### Tarefas propostas
a) Indique se cada afirmação a seguir está de acordo com a entrevista sobre o ensino de lean nas universidades, respondendo sim ou não e citando literalmente as palavras do texto que decidem: (i) Peter Ward afirma que o lean tem sentido mesmo fora de um contexto; (ii) Ward diz que as empresas precisam ser mais pacientes ao trabalhar com universidades; (iii) segundo Ward, as instituições de educação superior já têm um bom mecanismo para acolher praticantes.
b) Dê continuidade à entrevista sobre o ensino de lean nas universidades a partir do ponto em que ela para.

### Trecho da página
====

EDUCAÇÃO

Ensinando lean em universidades

Peter Ward

Roberto Priolo: O lean foca muito na aprendizagem e nos experimentos práticos, enquanto as universidades são amplamente percebidas como instituições que ensinam predominantemente a teoria. Como eles se conectam?

Peter Ward: Fora de um contexto, o lean não tem sentido algum. É apenas quando o aplicamos ao trabalho que ele adquire conteúdo. Ainda assim, sempre temos dificuldade para encontrar formas de tornar o ensino real para os alunos. O desafio das universidades é encontrar formas inteligentes de trazer o gemba à sala de aula e de levar os alunos da sala ao gemba. E essa parte é muito divertida!

RP: Vou subentender que uma forma de “tornar o ensino real” para os alunos seja envolver organizações?

PW: De fato, há um enorme potencial aí – mas há trabalho a ser feito pelas duas partes para que a colaboração seja menos desafiadora. As universidades são muito difíceis de trabalhar e, enquanto instituições, elas têm de se tornar mais ágeis. Ao mesmo tempo, as empresas precisam entender que é de interesse delas trabalhar com universidades e precisam ser mais pacientes e reconhecer que o tempo takt é diferente.

Também acho que as universidades deveriam estar mais abertas a trazer praticantes ao corpo, mesmo que seja por um período curto. Ter executivos compartilhando seu conhecimento enquanto aprendem mais sobre como a universidade funciona traz grandes benefícios. Instituições de educação superior atualmente não têm um bom mecanismo para acolher essas pessoas quando elas vierem – na verdade, o sistema tende a rejeitá-las. Por sua parte, as empresas relutam em abrir mão de talento, então é aí que precisamos melhorar.

RP: Quando se trata de ensinar lean nas universidades, qual é o problema real que precisamos solucionar? Qual é a lacuna entre os estados atual e futuro?

PW: É a quantidade de tempo de que precisamos para desenvolver um líder lean competente em uma empresa. Leva anos, e a universidade deveria trabalhar duro para encontrar formas de reduzir esse lead-time. Podemos começar trabalhando nisso quando ensinamos os alunos nas universidades, mas é igualmente importante fornecer educação às pessoas que já estão trabalhando, que devem, obviamente, ser suplementadas com treinamento prático.

RP: Há um risco de, se o número de universidades que ensinam lean crescer, a mensagem do lean se tornar diluída e perder sua pureza?

====

### Material apresentado
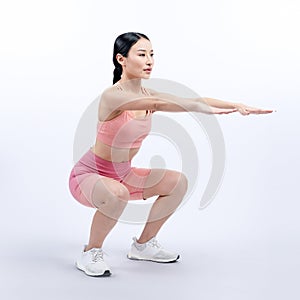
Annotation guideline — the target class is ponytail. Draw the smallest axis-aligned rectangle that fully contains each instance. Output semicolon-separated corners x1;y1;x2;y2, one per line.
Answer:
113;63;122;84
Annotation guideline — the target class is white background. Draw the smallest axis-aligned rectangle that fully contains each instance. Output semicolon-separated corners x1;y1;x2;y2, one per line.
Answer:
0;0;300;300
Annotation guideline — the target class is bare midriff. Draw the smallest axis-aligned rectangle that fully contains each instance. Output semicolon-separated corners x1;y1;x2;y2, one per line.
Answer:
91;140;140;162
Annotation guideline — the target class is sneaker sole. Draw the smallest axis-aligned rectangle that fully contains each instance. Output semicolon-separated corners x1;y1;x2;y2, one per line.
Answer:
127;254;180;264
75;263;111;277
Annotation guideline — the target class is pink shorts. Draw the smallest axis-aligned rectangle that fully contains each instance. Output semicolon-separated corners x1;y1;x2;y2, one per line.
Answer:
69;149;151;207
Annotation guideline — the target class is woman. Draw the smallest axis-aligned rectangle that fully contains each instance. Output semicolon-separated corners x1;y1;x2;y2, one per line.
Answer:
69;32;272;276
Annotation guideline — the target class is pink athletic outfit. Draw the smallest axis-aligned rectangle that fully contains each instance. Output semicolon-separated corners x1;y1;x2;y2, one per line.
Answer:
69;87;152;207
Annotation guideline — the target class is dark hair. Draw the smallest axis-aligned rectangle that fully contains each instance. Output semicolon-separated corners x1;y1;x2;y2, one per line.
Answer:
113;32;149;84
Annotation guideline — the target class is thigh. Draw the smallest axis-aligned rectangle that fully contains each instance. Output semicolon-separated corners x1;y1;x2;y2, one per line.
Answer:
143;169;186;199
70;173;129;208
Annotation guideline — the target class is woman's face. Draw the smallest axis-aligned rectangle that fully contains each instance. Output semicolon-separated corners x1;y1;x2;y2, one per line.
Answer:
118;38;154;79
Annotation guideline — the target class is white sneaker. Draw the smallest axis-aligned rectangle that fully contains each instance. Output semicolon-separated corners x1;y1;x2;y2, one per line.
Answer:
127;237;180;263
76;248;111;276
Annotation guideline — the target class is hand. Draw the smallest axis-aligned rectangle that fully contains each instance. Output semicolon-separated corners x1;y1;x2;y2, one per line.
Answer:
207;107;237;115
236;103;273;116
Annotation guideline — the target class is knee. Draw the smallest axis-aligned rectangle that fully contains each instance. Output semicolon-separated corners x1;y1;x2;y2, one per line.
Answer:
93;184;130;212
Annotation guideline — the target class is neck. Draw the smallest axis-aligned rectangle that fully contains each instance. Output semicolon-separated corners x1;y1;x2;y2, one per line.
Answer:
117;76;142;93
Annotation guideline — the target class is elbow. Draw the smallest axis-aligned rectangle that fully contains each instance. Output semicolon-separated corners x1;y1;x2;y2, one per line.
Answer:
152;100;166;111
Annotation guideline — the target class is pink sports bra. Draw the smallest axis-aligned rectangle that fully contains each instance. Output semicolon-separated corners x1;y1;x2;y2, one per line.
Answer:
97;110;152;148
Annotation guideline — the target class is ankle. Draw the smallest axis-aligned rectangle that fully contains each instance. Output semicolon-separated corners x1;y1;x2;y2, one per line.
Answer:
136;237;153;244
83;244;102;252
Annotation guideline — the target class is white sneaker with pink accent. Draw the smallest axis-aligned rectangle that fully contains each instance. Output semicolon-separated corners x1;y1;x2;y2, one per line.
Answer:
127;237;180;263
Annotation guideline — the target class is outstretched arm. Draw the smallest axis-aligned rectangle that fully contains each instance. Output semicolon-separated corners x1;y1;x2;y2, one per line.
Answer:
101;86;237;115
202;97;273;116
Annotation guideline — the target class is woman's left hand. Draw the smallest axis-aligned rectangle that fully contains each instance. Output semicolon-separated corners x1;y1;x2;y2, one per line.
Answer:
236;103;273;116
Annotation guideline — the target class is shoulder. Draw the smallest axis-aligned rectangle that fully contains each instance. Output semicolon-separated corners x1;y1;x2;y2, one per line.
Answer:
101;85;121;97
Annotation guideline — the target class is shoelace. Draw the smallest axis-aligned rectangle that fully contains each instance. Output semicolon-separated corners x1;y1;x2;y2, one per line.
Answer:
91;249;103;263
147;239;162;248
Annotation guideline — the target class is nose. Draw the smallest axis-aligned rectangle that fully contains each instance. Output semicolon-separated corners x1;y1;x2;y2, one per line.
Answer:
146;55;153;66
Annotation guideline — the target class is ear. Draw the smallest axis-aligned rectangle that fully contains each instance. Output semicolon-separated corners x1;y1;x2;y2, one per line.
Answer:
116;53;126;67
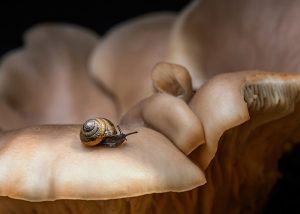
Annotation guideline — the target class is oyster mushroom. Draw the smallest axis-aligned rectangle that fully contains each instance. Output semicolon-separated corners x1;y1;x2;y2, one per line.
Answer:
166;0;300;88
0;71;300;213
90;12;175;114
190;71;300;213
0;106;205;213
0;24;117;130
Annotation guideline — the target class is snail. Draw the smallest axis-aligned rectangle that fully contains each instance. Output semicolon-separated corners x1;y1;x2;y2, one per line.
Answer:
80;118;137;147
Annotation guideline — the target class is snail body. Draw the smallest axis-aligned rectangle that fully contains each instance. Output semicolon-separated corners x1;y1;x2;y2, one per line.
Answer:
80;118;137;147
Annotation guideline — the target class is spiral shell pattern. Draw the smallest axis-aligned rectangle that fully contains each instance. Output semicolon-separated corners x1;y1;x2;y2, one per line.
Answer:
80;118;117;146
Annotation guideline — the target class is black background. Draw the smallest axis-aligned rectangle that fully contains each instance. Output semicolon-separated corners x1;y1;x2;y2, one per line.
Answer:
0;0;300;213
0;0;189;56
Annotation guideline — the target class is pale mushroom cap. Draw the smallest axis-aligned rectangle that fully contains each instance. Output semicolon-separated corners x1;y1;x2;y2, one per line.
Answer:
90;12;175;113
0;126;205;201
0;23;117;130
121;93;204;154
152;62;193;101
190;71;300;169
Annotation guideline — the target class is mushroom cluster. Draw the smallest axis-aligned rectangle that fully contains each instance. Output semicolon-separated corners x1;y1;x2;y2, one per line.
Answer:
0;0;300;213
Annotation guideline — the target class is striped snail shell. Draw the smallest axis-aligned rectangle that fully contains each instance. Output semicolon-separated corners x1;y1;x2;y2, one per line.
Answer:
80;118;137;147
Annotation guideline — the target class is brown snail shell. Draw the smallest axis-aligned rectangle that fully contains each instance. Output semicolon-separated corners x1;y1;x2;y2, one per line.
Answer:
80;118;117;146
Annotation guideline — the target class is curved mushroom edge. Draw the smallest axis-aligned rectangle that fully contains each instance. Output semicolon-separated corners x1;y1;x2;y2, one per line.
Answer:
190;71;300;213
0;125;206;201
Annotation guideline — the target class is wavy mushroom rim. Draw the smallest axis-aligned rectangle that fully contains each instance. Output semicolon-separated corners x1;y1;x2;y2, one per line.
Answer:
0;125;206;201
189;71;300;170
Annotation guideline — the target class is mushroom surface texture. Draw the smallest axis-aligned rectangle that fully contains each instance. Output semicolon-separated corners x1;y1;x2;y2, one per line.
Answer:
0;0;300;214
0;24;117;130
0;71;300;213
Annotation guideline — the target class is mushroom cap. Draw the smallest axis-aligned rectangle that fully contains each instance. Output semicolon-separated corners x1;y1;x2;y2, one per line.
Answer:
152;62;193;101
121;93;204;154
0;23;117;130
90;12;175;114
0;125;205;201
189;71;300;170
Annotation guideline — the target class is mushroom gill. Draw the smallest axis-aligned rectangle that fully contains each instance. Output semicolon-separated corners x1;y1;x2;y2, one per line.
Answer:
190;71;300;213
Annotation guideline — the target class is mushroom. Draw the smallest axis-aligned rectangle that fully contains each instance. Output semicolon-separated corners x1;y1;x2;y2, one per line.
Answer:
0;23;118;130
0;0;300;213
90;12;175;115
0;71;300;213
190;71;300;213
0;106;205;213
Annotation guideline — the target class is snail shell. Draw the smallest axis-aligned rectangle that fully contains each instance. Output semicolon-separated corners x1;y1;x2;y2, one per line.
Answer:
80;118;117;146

====

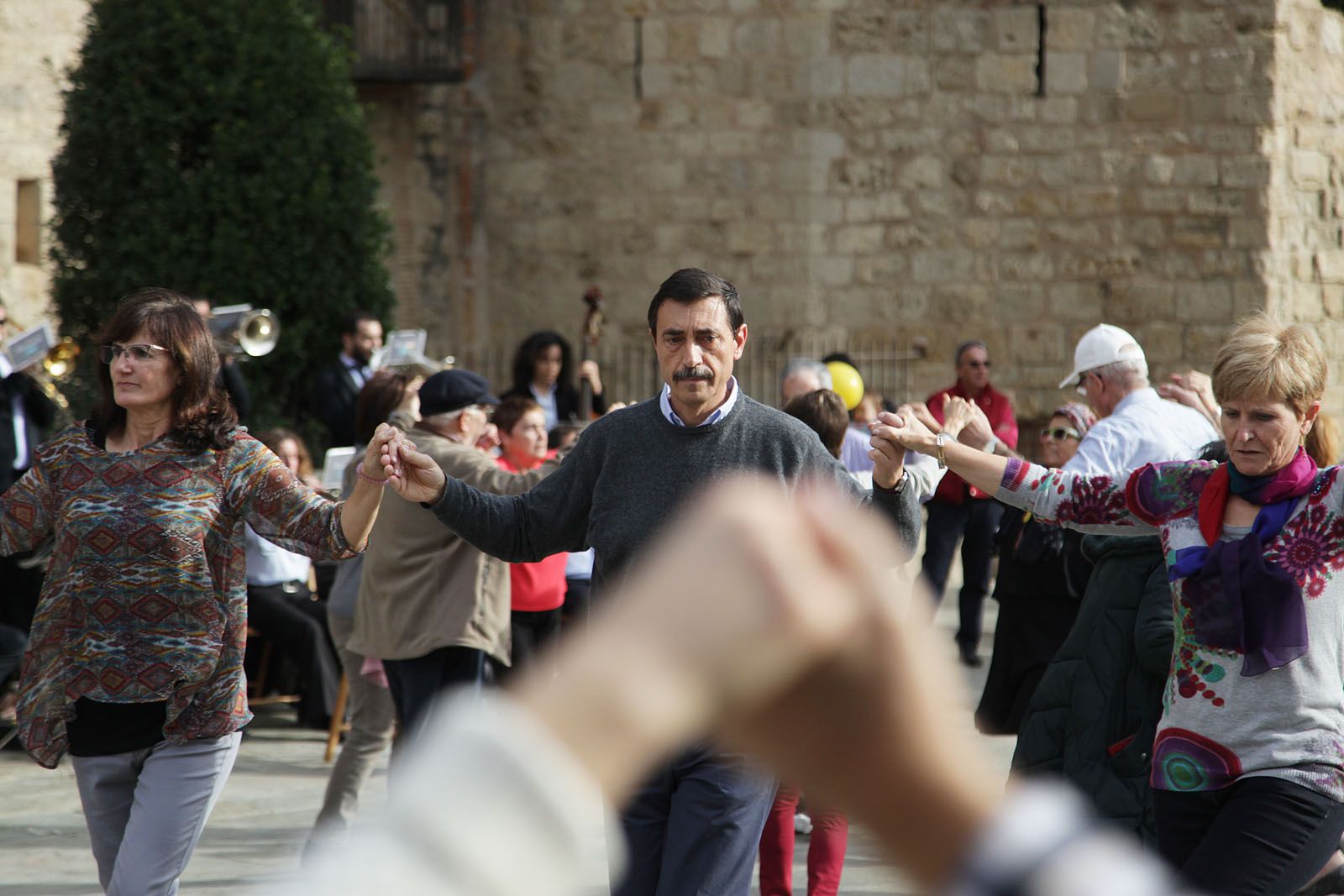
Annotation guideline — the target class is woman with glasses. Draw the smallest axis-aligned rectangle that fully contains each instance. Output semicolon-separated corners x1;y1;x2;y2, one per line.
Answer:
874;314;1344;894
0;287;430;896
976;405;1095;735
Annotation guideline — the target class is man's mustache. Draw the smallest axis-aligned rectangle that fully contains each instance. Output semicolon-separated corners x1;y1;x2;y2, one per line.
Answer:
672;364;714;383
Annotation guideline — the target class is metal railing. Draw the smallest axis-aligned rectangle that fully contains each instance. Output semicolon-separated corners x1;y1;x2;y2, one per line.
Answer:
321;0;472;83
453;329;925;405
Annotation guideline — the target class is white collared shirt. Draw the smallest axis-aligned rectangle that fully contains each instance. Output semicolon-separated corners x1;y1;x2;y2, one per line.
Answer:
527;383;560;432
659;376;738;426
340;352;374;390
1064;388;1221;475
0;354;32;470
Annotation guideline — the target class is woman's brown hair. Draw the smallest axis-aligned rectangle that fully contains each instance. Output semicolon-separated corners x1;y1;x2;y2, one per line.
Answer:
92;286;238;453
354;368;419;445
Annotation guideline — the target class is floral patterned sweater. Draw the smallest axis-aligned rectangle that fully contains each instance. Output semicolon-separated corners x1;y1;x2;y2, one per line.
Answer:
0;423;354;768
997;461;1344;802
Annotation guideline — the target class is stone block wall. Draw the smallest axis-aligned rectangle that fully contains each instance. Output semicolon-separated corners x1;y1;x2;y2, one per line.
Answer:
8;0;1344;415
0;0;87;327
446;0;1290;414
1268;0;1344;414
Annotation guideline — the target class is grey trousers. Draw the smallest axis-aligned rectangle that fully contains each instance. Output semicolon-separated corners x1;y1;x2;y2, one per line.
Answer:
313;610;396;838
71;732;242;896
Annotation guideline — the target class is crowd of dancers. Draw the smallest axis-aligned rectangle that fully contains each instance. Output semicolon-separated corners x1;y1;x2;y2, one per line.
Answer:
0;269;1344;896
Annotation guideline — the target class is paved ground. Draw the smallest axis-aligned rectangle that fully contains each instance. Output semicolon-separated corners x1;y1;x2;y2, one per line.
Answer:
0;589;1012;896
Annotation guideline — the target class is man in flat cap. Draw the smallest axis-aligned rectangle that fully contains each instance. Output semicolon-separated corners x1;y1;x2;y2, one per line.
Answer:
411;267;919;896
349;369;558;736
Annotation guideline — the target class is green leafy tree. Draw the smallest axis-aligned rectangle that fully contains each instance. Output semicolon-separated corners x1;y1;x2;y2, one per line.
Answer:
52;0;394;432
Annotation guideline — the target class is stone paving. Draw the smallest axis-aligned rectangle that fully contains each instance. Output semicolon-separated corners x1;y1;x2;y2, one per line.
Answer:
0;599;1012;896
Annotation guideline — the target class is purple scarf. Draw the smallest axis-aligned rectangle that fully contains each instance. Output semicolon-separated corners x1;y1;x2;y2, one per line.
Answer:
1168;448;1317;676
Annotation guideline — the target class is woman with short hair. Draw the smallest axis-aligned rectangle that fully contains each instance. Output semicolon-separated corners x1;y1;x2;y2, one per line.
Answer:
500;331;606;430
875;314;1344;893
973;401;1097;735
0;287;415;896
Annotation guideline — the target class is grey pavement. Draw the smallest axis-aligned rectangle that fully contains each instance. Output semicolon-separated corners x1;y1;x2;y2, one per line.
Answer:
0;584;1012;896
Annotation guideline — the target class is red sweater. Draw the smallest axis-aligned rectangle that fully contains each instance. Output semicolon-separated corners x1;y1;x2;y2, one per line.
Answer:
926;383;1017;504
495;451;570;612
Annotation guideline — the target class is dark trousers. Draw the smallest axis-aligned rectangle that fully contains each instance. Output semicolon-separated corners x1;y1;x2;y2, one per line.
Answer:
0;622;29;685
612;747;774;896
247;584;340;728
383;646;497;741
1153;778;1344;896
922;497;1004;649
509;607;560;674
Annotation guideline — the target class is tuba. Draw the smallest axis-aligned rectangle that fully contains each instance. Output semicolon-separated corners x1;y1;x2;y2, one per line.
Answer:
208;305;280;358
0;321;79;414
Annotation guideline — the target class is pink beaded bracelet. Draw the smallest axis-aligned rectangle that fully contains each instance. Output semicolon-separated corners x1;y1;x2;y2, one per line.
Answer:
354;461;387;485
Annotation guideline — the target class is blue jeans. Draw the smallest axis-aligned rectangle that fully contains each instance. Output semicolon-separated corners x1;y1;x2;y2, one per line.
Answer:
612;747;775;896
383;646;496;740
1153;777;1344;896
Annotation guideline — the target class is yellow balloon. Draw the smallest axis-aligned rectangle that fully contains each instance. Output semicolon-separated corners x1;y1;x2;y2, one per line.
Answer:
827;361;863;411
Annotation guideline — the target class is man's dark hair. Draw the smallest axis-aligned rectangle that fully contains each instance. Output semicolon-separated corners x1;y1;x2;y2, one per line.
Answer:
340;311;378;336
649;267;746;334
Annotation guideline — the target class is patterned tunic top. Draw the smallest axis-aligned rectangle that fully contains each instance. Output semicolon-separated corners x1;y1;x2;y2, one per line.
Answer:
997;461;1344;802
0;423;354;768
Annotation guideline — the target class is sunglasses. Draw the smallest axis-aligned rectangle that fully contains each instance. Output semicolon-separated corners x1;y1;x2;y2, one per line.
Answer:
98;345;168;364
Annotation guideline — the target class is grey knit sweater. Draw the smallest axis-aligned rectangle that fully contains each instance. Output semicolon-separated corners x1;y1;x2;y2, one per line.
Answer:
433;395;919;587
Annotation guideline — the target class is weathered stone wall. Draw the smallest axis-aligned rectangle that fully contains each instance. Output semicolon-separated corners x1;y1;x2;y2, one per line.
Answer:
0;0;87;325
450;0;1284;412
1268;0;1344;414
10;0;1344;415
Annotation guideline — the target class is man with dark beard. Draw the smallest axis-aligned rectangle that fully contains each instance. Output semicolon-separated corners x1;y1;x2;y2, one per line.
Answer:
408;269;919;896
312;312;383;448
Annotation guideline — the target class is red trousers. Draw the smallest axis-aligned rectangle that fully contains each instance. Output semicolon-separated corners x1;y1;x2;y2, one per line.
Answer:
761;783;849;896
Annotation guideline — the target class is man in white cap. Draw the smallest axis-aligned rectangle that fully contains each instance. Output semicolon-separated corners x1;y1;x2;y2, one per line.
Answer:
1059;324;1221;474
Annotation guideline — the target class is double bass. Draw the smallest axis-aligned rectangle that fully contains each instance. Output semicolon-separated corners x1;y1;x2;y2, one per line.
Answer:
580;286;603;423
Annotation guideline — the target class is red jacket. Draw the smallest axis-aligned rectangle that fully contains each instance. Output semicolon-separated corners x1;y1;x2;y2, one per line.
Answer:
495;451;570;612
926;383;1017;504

====

### Resultados por tarefa
a)
(i) Não: "Fora de um contexto, o lean não tem sentido algum."
(ii) Sim: "precisam ser mais pacientes e reconhecer que o tempo takt é diferente."
(iii) Não: "Instituições de educação superior atualmente não têm um bom mecanismo para acolher essas pessoas quando elas vierem"

b)
PW: É certamente um risco, e é por isso que precisamos estabelecer algum tipo de princípio para o pensamento lean. Até certo ponto, já temos um: “A Máquina que Mudou o Mundo” e o trabalho publicado pelo Lean Enterprise Institute e por outros claramente contribuíram para a criação de uma linguagem comum que todos entendemos. Entretanto, se quisermos ensiná-lo em universidades sem perder o fio, temos de colocá-lo nos livros didáticos e torná-lo acessível a todos. Todos nós precisamos garantir que não desenvolvamos cursos que afirmem ensinar lean, quando na verdade não ensinam (já vemos alguns consultores dizendo-se facilitadores lean, quando na verdade não são). Em essência, precisamos de algum entendimento sobre quais são os fundamentos do lean e de uma fonte confiável que as pessoas possam consultar para reforçar a mensagem.

RP: Como podemos facilitar a integração entre a aprendizagem universitária e o treinamento prático? Programas governamentais possuem um papel nisso?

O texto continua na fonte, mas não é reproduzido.